## [Aufgaben]
A. Prüfe, ob die folgenden Aussagen mit dem Text zur Lega Nord übereinstimmen. Antworte jeweils mit Ja oder Nein und zitiere die entscheidenden Worte des Textes wörtlich.
(i) Die Arbeit soll zum Schluss mögliche Gründe für den Erfolg der Lega Nord nennen.
(ii) Unter den italienischen Forschern wird vor allem Antonia Gohr hervorgehoben.
(iii) Der endgültige Zusammenbruch des italienischen Parteiensystems wird auf das Jahr 1994 datiert.
B. Gib aus dem Text zur Lega Nord den Abschnitt wortgetreu aus, beginnend bei „Die Beiträge zum“ und endend bei „West European Politics.“.

## [Vorliegender Text]
+ + + +
Die Arbeit soll geleitet werden durch die Frage: Was will die Lega Nord? Verfolgt sie überhaupt ein differenziertes Programm oder ist sie als reine Protestbewegung zu sehen? In diesem Zusammenhang sollen unter anderem die durch die Parteispitze situativ variabel eingesetzten Begriffe Autonomie, Föderalismus und Sezession herausgearbeitet werden, welche im Zentrum der Programmatik der Lega Nord stehen.

Abschließend sollen mögliche Gründe für den Erfolg der Lega Nord angeführt werden.

Die Beiträge zum „Leghismo“ und zur Lega Nord sind mittlerweile sowohl im Bereich der selbständigen als auch der unselbständigen Veröffentlichungen zahlreich. Besonders hervorzuheben wären hier auf dem deutschsprachigen Gebiet die Publikationen von Frida Bordon (1997) und Antonia Gohr (2001), die beide eine umfassende Gesamtdarstellung des Phänomens liefern. Unter den italienischen Forschern tritt vor allem Ilvo Diamanti (1993, 1994, 1996) hervor. Auch einschlägige Fachzeitschriften setzen sich insbesondere seit dem endgültigen Zusammenbruch des italienischen Parteiensystems im Jahre 1994 eingehend mit der Problematik auseinander. Themenrelevante Beiträge fanden sich vor allem in Aus Politik und Zeitgeschichte, in der Politischen Vierteljahresschrift sowie in Party Politics und West European Politics.
+ + + +
## [Datenauszüge]
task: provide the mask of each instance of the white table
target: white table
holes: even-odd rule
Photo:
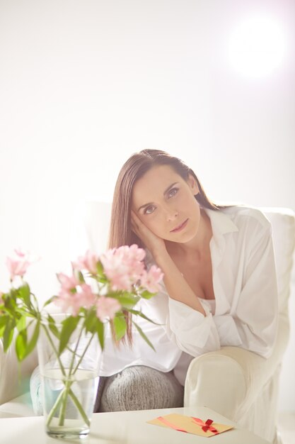
[[[204,421],[234,425],[223,433],[203,438],[146,423],[157,416],[177,413],[194,416]],[[0,419],[1,444],[269,444],[253,433],[240,428],[233,421],[207,407],[185,407],[94,414],[91,433],[82,440],[56,440],[44,429],[42,416]]]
+ + + +
## [Antworten je Aufgabe]
A.
(i) Ja: „Abschließend sollen mögliche Gründe für den Erfolg der Lega Nord angeführt werden.“
(ii) Nein: „Unter den italienischen Forschern tritt vor allem Ilvo Diamanti (1993, 1994, 1996) hervor.“
(iii) Ja: „seit dem endgültigen Zusammenbruch des italienischen Parteiensystems im Jahre 1994“

B.
Die Beiträge zum „Leghismo“ und zur Lega Nord sind mittlerweile sowohl im Bereich der selbständigen als auch der unselbständigen Veröffentlichungen zahlreich. Besonders hervorzuheben wären hier auf dem deutschsprachigen Gebiet die Publikationen von Frida Bordon (1997) und Antonia Gohr (2001), die beide eine umfassende Gesamtdarstellung des Phänomens liefern. Unter den italienischen Forschern tritt vor allem Ilvo Diamanti (1993, 1994, 1996) hervor. Auch einschlägige Fachzeitschriften setzen sich insbesondere seit dem endgültigen Zusammenbruch des italienischen Parteiensystems im Jahre 1994 eingehend mit der Problematik auseinander. Themenrelevante Beiträge fanden sich vor allem in Aus Politik und Zeitgeschichte, in der Politischen Vierteljahresschrift sowie in Party Politics und West European Politics.